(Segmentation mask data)
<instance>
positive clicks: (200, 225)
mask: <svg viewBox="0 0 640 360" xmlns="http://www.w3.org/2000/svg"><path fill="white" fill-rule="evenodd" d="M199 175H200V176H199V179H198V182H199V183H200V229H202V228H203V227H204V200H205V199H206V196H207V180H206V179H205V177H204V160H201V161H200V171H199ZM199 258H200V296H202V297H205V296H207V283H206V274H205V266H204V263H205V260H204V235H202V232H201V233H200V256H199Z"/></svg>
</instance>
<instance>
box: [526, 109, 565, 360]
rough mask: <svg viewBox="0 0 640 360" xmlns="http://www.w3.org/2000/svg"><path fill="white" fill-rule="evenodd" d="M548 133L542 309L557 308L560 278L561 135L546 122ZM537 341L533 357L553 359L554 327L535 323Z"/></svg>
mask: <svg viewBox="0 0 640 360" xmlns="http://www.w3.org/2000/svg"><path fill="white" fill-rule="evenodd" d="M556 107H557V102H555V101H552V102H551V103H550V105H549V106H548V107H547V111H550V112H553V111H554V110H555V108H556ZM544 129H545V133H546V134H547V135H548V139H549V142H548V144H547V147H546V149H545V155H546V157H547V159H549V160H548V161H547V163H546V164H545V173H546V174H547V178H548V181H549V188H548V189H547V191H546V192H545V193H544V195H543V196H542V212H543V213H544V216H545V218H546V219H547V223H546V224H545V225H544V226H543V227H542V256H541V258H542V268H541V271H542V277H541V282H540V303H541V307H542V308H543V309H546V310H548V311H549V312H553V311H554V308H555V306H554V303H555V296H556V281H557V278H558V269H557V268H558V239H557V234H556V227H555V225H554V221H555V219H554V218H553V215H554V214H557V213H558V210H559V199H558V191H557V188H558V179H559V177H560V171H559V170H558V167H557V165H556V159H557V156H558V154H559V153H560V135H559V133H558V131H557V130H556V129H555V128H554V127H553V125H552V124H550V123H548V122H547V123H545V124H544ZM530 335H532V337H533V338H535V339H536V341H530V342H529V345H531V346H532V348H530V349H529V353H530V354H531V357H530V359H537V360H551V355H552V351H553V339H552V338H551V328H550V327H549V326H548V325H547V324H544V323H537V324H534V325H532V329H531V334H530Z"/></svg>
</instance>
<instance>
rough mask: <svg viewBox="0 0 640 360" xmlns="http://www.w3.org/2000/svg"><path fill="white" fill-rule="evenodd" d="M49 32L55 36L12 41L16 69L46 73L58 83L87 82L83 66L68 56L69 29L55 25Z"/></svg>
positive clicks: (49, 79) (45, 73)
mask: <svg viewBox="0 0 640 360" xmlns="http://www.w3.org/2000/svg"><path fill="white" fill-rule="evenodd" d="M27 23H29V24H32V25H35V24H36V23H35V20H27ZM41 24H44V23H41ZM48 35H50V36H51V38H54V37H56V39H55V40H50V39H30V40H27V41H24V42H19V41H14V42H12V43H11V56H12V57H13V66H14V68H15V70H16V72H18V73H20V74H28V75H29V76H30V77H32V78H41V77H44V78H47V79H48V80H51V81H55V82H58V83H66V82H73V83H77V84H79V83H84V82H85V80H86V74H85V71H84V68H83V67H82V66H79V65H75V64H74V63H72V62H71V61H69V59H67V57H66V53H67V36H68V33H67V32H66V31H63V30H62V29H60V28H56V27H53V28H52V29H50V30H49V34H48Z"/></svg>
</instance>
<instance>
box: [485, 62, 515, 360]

• WHAT TO DO:
Would you restate the records word for word?

• TASK RESULT:
<instance>
positive clicks: (200, 225)
mask: <svg viewBox="0 0 640 360" xmlns="http://www.w3.org/2000/svg"><path fill="white" fill-rule="evenodd" d="M199 175H200V176H199V179H198V182H199V183H200V229H202V228H203V227H204V200H205V199H206V196H207V180H206V179H205V177H204V160H201V161H200V171H199ZM199 258H200V296H202V297H205V296H207V283H206V274H205V266H204V263H205V260H204V235H202V232H201V233H200V256H199Z"/></svg>
</instance>
<instance>
box: [526, 109, 565, 360]
rough mask: <svg viewBox="0 0 640 360" xmlns="http://www.w3.org/2000/svg"><path fill="white" fill-rule="evenodd" d="M548 133L542 309L557 308L560 278L561 135L546 122ZM537 341L533 357L553 359L554 327L535 323Z"/></svg>
mask: <svg viewBox="0 0 640 360" xmlns="http://www.w3.org/2000/svg"><path fill="white" fill-rule="evenodd" d="M556 107H557V102H555V101H552V102H551V103H550V105H549V106H548V107H547V111H550V112H553V111H554V110H555V108H556ZM544 129H545V133H546V134H547V135H548V139H549V142H548V144H547V147H546V149H545V155H546V157H547V159H549V160H548V161H547V163H546V164H545V173H546V174H547V178H548V181H549V188H548V189H547V191H546V192H545V193H544V195H543V196H542V212H543V213H544V216H545V218H546V219H547V223H546V224H545V225H544V226H543V227H542V256H541V258H542V268H541V271H542V277H541V282H540V303H541V307H542V308H543V309H546V310H548V311H549V312H553V311H554V308H555V306H554V303H555V296H556V281H557V278H558V269H557V268H558V239H557V234H556V227H555V225H554V221H555V219H554V218H553V215H554V214H557V213H558V210H559V199H558V191H557V188H558V179H559V177H560V171H559V170H558V167H557V165H556V159H557V156H558V154H559V153H560V135H559V133H558V131H557V130H556V129H555V128H554V127H553V125H552V124H550V123H548V122H547V123H545V124H544ZM530 335H532V337H533V338H535V339H536V341H530V342H529V345H531V346H532V348H530V349H529V353H530V354H531V357H530V359H537V360H551V355H552V351H553V339H552V338H551V328H550V327H549V326H548V325H547V324H544V323H537V324H534V325H532V329H531V334H530Z"/></svg>
</instance>
<instance>
rough mask: <svg viewBox="0 0 640 360" xmlns="http://www.w3.org/2000/svg"><path fill="white" fill-rule="evenodd" d="M49 32L55 36L12 41L16 69L46 73L58 83L87 82L83 66L68 56L69 29L55 25Z"/></svg>
positive clicks: (49, 79) (45, 73)
mask: <svg viewBox="0 0 640 360" xmlns="http://www.w3.org/2000/svg"><path fill="white" fill-rule="evenodd" d="M27 23H29V24H32V25H35V24H36V23H35V20H27ZM41 24H44V23H41ZM48 35H50V36H51V38H54V37H56V39H55V40H50V39H30V40H27V41H24V42H19V41H14V42H12V43H11V56H12V57H13V66H14V68H15V70H16V72H18V73H20V74H28V75H29V76H30V77H32V78H41V77H44V78H47V79H48V80H51V81H55V82H58V83H66V82H73V83H77V84H79V83H84V82H85V80H86V74H85V71H84V68H83V67H82V66H79V65H75V64H74V63H72V62H71V61H69V59H67V57H66V53H67V36H68V33H67V32H66V31H63V30H62V29H60V28H56V27H53V28H52V29H50V30H49V34H48Z"/></svg>
</instance>
<instance>
box: [485, 62, 515, 360]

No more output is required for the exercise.